In the end, the three prominent Jewish players who were taking part in baseball’s postseason this week all opted to play on Yom Kippur. In the end, their decisions were not really surprising.
The three — Alex Bregman of the Houston Astros, Joc Pederson of the Los Angeles Dodgers and Max Fried of the Atlanta Braves — were all being measured against Sandy Koufax, who famously sat out Game 1 of the 1965 World Series because it fell on Yom Kippur.
But Koufax was missing the beginning of a Series that had the potential to last seven games. There would be time for him to make up for what he had missed, to get back in uniform and help out his teammates.
And that is indeed what transpired. With the Series tied at two games piece, Koufax pitched a complete-game shutout for the Dodgers in Game 5. After the Minnesota Twins won Game 6, Koufax came right back and pitched another complete-game shutout in Game 7 — on just two days of rest, mind you — to give the Dodgers the championship.
That forever cemented the status of Koufax as one of the great pitchers in baseball history. But what if Yom Kippur had arrived in the latter part of the 1965 World Series? Would Koufax have sat out Game 5, or more dramatically, Game 7? Perhaps, but it would have been a more difficult decision for him than sitting out Game 1.
Which brings us back to Bregman, Pederson and Fried and the dilemma they faced as Yom Kippur arrived on Tuesday evening. All three players, and their teams, were deep into a first-round playoff series that lasts only five games. All three players — Bregman and Fried had more-or-less traditional Jewish upbringings, Pederson is half-Jewish on his mother’s side — probably felt an overriding commitment to their teammates. And all three chose to play.
Bregman, who is the Astros’ third baseman and one of the best players in baseball, went first, playing Game 4 of a first-round series against the Tampa Bay Rays as Kol Nidre services began to kick in across the country. The Astros needed to win the game to close out the series against the pesky Rays, but instead they lost, 4-1. Now they will play a winner-take-all Game 5 on Thursday night, an uncomfortable scenario that might have been on Bregman’s mind when he opted to play in Game 4.
Fried went next, pitching late Wednesday afternoon in the deciding Game 5 of the Braves’ first-round series against the St. Louis Cardinals. Fried, who, like Bregman, is 25, has emerged this year as a fine left-handed starting pitcher, but in this series was being used as a reliever.
Unfortunately for him and the Braves, he had to be hurriedly summoned into Game 5 in the first inning when St. Louis jumped all over Atlanta’s starting pitcher, Mike Foltynewicz. Fried immediately proceeded to make matters even worse for the Braves and by the end of the inning, the Cardinals had an inexplicable, and insurmountable, 10-0 lead. Fried lasted another inning, the Braves seven more innings after that. Now both are gone from the postseason.
Then there’s Pederson, the 27-year-old power-hitting outfielder for the Dodgers. He took the field on Wednesday night in the Dodgers’ do-or-die Game 5 against the Washington Nationals just as Yom Kippur was entering its final hour or so in Los Angeles. And in the bottom of the first inning, batting leadoff, Pederson doubled to left field to help give the Dodgers an early 2-0 lead.
But by the 10th inning, Pederson was out of the game and could only watch as Washington’s Howie Kendrick, a former Dodger, smashed a grand-slam home run to send the Nationals onto the National League Championship Series, where they have never been before. Meanwhile, Pederson and the rest of the disappointed Dodgers now move straight into a painful offseason.

☆ ☆ ☆ ☆ ☆ ☆ ☆

**Task statement**
Transcribe the passage of the article on Jewish ballplayers and Yom Kippur that begins with the words containing "But Koufax was" and ends with "out Game 1.". Keep every word and punctuation mark unchanged.

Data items
☆ ☆ ☆ ☆ ☆ ☆ ☆

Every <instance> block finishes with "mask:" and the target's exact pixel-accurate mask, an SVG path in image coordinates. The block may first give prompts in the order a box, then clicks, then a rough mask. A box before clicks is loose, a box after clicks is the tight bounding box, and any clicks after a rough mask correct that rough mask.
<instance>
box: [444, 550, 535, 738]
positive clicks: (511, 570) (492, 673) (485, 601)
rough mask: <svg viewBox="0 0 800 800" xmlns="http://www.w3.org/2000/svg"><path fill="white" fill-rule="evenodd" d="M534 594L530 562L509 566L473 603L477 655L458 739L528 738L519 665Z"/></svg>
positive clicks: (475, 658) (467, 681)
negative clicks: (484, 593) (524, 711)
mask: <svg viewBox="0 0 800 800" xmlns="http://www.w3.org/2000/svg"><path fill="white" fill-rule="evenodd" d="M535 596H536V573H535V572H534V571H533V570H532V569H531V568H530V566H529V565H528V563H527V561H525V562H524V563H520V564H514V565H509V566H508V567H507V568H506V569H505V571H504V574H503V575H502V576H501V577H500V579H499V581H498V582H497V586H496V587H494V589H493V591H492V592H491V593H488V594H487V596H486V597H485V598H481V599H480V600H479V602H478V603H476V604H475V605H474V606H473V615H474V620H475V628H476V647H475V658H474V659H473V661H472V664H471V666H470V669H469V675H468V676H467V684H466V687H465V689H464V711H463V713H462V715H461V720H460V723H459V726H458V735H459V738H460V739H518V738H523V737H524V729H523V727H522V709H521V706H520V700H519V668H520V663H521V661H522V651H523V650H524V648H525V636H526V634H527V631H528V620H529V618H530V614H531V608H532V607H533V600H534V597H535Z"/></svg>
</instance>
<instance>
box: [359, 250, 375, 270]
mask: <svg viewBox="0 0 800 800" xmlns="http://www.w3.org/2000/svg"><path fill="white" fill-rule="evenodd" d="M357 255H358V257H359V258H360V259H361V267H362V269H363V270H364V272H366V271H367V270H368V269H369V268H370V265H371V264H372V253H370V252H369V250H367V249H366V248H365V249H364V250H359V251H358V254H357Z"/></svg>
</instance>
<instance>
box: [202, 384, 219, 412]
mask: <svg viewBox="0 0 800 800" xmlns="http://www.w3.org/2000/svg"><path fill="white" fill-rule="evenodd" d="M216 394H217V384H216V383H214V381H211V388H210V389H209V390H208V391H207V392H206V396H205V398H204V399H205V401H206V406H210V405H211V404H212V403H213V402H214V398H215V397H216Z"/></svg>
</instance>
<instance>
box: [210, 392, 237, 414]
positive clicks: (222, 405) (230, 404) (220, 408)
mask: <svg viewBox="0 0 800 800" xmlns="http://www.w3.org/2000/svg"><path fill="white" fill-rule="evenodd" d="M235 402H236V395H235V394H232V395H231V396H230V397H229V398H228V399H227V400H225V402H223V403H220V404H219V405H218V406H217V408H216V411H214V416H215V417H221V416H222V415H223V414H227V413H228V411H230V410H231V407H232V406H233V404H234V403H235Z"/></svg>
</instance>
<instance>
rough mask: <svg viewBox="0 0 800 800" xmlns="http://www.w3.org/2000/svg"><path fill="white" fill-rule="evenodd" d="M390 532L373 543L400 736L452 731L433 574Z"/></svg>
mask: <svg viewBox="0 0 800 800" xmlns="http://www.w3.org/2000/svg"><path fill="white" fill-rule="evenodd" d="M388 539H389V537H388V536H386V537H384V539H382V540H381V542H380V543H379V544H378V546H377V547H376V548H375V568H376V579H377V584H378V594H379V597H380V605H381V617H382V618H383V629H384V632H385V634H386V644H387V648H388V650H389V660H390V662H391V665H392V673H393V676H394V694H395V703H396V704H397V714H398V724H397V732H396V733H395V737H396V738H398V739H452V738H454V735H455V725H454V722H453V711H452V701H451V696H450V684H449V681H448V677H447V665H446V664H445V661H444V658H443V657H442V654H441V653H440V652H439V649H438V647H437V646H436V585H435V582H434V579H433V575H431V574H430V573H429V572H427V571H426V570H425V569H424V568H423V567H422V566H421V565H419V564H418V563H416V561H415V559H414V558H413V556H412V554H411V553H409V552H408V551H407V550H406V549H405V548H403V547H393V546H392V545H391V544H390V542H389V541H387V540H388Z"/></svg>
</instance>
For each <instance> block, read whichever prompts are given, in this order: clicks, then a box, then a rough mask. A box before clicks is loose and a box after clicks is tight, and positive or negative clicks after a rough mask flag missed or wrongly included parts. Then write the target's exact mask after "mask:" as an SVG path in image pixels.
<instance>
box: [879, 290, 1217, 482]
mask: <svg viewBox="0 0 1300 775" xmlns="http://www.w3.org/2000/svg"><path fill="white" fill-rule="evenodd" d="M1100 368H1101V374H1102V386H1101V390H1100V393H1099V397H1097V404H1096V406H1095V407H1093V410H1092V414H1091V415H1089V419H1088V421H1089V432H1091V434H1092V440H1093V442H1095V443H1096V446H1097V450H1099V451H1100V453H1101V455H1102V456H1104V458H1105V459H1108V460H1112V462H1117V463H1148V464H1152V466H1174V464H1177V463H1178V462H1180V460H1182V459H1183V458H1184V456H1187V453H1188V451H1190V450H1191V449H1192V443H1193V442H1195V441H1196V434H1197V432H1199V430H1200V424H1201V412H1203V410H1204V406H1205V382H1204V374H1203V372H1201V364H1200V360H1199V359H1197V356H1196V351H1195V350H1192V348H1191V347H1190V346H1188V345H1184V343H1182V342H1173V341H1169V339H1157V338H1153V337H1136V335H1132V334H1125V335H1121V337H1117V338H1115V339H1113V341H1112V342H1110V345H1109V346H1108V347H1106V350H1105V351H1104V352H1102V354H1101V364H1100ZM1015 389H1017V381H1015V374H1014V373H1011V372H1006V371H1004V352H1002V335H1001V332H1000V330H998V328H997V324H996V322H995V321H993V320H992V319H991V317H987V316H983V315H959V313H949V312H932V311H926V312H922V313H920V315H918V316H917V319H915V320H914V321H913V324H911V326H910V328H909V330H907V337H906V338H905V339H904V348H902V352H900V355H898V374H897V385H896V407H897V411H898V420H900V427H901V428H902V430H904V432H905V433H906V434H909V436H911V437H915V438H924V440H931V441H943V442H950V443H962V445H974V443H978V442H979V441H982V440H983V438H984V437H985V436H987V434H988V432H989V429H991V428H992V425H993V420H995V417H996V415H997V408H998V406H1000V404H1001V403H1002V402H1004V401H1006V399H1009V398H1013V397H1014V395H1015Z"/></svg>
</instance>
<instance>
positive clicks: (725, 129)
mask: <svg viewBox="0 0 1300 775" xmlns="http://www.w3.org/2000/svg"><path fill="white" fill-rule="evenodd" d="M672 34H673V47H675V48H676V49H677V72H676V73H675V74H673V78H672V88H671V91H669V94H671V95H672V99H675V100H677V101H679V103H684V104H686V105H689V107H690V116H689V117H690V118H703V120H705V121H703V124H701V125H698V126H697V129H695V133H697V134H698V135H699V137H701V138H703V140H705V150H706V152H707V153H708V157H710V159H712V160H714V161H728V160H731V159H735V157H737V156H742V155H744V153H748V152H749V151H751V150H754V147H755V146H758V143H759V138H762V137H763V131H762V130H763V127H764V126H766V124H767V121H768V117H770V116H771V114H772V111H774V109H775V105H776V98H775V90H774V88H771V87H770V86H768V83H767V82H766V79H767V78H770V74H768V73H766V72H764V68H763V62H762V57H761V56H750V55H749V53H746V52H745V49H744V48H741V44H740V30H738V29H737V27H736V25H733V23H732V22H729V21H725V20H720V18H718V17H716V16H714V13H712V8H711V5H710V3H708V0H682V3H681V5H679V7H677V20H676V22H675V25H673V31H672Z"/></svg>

☆ ☆ ☆ ☆ ☆ ☆ ☆

**Exercise output**
But Koufax was missing the beginning of a Series that had the potential to last seven games. There would be time for him to make up for what he had missed, to get back in uniform and help out his teammates.
And that is indeed what transpired. With the Series tied at two games piece, Koufax pitched a complete-game shutout for the Dodgers in Game 5. After the Minnesota Twins won Game 6, Koufax came right back and pitched another complete-game shutout in Game 7 — on just two days of rest, mind you — to give the Dodgers the championship.
That forever cemented the status of Koufax as one of the great pitchers in baseball history. But what if Yom Kippur had arrived in the latter part of the 1965 World Series? Would Koufax have sat out Game 5, or more dramatically, Game 7? Perhaps, but it would have been a more difficult decision for him than sitting out Game 1.